## Text section
▼

BONUS PROBLEMS are required only if you are looking for a grade of A or A-. They are underrated, so solve the ordinary HW problems first. For a grade of A you need to earn at least 60% of the Bonus points (in addition to most of the ordinary HW points). For a grade of A- you need to earn at least 30% of the Bonus points (in addition to most of the ordinary HW points).

CHALLENGE PROBLEMS have no point value (but they earn you the instructor's attention) and no deadline (except they expire when discussed in class). Make sure you hand them in on a separate sheet, state your name, the fact that this is a challenge problem solution, and indicate the problem being solved. One further request: if you hand in a solution a challenge problem, send email to the instructor giving the problem number and the brief indication of the problem. Such email will create an easy record and help avoid mistakes in my records.

REWARD PROBLEMS are challenge problems that you should NOT hand in. The solution is its own reward. No deadline. Of course you may discuss your thoughts with each other, the TA, and the instructor.

If you suspect an error, please notify the instructor by email. If you are the first to report a serious error, you may earn bonus points. Stating that the exercise is wrong and giving a counterexample will not earn you the credit - report it (along with a possible fix if you see one). Please also report if the exercise seems too easy for the number of points given; this may again be a sign of an error, and the straightforward solution will not earn you the credit. Apply your critical thinking to whatever the instructor says or writes.

Go to top

REFRESH your browser to see latest update

Homework set #10 (due Wednesday, March 11 before class)

10.1 THEOREM (Agrawal-Kayal-Saxena (AKS) 2002). PRIMES $\in \PPP$. In other words, given a positive integer $x$ we can decide in polynomial time whether $x$ is a prime number.

10.2 HW (7 points) Recall the definition of the factoring decision problem, corresponding to the language FACT-DEC (Ex. 8.66). Prove: FACT-DEC $\in \NP\cap\coNP$. Use AKS.

10.3 CHALLENGE PROBLEM (no due date, no point value) Prove FACT-DEC $\in\NP\cap\coNP$ without using AKS. Hint: Use the fact that there exists a primitive root $\bmod p$. (Look it up.)

▲

## Supplied data
▼

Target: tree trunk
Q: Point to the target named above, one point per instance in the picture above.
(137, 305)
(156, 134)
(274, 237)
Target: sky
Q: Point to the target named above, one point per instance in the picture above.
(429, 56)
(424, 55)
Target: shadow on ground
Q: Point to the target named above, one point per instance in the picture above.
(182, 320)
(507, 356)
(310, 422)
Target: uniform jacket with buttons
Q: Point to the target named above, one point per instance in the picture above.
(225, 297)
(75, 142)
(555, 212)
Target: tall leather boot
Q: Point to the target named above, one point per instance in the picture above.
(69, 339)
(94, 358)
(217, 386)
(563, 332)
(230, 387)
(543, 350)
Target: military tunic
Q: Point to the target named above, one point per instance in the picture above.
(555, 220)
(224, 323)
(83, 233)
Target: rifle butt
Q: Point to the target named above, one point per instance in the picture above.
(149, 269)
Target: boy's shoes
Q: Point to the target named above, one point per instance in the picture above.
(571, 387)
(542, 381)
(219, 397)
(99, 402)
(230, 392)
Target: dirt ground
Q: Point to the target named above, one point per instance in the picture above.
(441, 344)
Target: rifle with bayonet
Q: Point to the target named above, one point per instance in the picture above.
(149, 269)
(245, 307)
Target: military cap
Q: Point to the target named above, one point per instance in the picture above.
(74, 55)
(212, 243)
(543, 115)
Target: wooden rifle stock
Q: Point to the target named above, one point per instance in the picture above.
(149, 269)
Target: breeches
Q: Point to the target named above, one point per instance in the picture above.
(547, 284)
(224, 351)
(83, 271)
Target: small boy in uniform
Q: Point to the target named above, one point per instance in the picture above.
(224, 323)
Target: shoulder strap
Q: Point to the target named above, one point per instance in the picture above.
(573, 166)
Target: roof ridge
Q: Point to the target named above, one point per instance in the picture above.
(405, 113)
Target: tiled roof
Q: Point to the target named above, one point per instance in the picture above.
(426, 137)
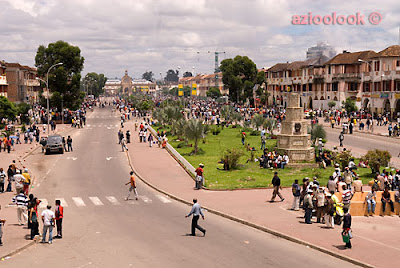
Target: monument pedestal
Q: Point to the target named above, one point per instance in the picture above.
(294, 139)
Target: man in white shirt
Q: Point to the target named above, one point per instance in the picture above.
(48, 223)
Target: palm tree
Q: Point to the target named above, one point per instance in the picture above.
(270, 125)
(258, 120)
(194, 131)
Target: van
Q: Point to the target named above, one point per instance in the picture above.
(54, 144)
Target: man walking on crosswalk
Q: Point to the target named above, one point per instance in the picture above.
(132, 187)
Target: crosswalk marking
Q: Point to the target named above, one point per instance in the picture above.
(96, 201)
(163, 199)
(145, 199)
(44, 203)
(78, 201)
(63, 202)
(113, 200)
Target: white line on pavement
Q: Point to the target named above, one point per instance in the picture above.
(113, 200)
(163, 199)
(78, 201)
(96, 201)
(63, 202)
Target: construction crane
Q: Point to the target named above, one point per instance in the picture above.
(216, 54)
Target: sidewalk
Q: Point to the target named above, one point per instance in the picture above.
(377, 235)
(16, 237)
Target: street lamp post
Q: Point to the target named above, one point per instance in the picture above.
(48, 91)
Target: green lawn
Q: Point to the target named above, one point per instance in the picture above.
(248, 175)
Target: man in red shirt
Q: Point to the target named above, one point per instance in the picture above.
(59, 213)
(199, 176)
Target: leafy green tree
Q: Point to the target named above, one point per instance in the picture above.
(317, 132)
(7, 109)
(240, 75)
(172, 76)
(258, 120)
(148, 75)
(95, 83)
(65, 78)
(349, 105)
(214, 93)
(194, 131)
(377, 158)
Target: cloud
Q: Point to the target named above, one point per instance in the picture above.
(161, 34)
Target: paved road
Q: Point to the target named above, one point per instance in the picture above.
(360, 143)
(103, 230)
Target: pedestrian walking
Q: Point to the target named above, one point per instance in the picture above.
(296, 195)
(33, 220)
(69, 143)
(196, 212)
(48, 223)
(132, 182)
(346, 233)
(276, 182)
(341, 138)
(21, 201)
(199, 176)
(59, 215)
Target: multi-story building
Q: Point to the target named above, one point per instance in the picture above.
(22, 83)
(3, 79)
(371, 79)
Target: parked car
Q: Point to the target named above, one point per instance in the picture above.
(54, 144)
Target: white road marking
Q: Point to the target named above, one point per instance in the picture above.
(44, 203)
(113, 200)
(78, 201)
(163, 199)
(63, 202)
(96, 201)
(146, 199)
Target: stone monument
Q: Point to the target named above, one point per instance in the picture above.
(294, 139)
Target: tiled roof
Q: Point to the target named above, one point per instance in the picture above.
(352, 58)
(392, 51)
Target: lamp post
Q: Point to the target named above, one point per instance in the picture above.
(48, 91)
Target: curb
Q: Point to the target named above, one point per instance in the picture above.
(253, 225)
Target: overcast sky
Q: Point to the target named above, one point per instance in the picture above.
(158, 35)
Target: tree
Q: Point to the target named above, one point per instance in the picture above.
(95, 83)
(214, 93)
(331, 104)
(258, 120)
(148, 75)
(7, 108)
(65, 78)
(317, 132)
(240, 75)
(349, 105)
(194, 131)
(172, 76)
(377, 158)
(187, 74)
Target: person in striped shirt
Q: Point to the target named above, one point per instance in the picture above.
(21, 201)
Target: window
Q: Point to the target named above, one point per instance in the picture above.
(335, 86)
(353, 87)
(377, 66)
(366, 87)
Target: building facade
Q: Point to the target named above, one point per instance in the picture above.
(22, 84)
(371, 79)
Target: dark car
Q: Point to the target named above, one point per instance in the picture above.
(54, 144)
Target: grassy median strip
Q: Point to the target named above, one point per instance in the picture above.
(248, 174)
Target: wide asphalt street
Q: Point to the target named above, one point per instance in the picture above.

▲
▼

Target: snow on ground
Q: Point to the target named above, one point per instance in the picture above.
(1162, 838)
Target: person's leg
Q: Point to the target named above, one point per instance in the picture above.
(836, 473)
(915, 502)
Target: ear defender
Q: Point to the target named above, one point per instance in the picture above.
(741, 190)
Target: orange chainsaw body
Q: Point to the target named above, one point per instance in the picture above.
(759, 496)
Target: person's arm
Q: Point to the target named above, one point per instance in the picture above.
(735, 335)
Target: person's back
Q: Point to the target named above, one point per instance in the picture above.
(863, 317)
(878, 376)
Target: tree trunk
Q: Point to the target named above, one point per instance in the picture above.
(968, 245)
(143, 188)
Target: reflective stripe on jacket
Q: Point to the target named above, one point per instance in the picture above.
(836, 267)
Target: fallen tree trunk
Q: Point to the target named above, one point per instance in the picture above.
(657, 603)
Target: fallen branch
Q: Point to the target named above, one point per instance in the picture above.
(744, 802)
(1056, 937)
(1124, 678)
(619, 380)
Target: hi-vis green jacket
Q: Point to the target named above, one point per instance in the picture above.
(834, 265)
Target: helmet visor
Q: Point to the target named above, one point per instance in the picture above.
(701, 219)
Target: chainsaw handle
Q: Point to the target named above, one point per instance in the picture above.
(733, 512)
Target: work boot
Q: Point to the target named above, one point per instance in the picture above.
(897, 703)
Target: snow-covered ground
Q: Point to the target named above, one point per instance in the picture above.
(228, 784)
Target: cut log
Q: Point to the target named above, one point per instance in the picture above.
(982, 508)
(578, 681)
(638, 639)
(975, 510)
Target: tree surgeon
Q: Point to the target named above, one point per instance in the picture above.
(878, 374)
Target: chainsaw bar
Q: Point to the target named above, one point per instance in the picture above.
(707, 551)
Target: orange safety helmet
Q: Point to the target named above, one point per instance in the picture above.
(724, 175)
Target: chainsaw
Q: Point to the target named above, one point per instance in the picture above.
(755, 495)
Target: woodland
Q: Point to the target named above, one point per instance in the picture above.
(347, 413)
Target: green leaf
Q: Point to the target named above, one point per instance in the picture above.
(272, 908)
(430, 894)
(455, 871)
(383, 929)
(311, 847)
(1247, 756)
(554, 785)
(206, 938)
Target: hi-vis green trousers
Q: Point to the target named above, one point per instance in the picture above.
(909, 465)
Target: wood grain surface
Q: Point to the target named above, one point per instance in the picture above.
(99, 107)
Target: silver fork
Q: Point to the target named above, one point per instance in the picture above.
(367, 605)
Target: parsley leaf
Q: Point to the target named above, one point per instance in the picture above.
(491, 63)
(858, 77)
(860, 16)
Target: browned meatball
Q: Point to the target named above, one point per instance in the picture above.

▲

## Exercise
Supply what comes next in the homework text on primality and factoring. The items above are not needed for this work.

## In response
10.4 DEF Let $x=(x_1,\dots,x_n)$ and $y=(y_1,\dots,y_n)$ be real vectors. We say that $x\le y$ if $(\forall i)(x_i\le y_i)$.

10.5 DEF The Linear Programming problem (LP) is the optimization problem $$ \max \leftarrow \{f(x) \mid Ax\le b \} $$ where $A$ is a real $k\times n$ matrix, $b=(b_1,\dots,b_k)^T$ is a column vector of length $k$ (the $T$ indicates transpose), i.e., $b$ is a $k\times 1$ matrix, and $f(x)=c_1x_1+\dots+c_nx_n$ is a linear objective function where $c=(c_1,\dots,c_n)$ is a real vector. The input is $(A,b,c)$; the output is the optimum.

10.5 DEF The LP feasibility problem is the question whether there exists a real solution to the system $Ax\le b$ of inequalities. ($k$ inequalities in $n$ unknowns.) This decision problem is known to be in $\PPP$ for integer inputs (all entries of $A$ and $b$ are integers).

10.6 DEF The integer linear programming (ILP) problem is the same as LP except we are only interested in integer solution. The $(0,1)$-ILP problem is also the same but we are only interested in $\{0,1\}$ solutions (the value of each variable is 0 or 1). The corresponding feasibility problems are defined analogously.

10.7 HW (7 points) Show that the $(0,1)$-ILP feasibility problem is NP-complete by Karp-reduction from 3-COL (3-colorability).

10.12 REVIEW Recall that $\tau(G)$ denotes the size of a minimum cover of a graph. A factor-2 approximation of the minimum cover problem requires finding a cover $C$ such that $|C|\le 2\tau(G)$. In class we have shown how to find such an approximation in polynomial time by writing the min cover problem as a $(0,1)$-ILP, solving its LP-relaxation (finding an optimal rational solution to the same set of constraints), and rounding.

10.13 HW (7 points) Find, in polynomial time, a factor-2 approximation to the weighted minimum cover problem. The input is a graph $G=(V,E)$ and a function $w:V\to \rrr^+$ which assigns nonnegative weights to the vertices. We seek to approximate the optimum

$$ \OPT=\min \left\{\sum_{i\in C} w_i \mid C \text{ is an independent set }\right\}$$ Prove that we can find a factor-2 approximation to $\OPT$, i.e., we can find a cover $C\subseteq V$ such that $\sum_{i\in C} w_i \le 2\OPT$, in polynomial time.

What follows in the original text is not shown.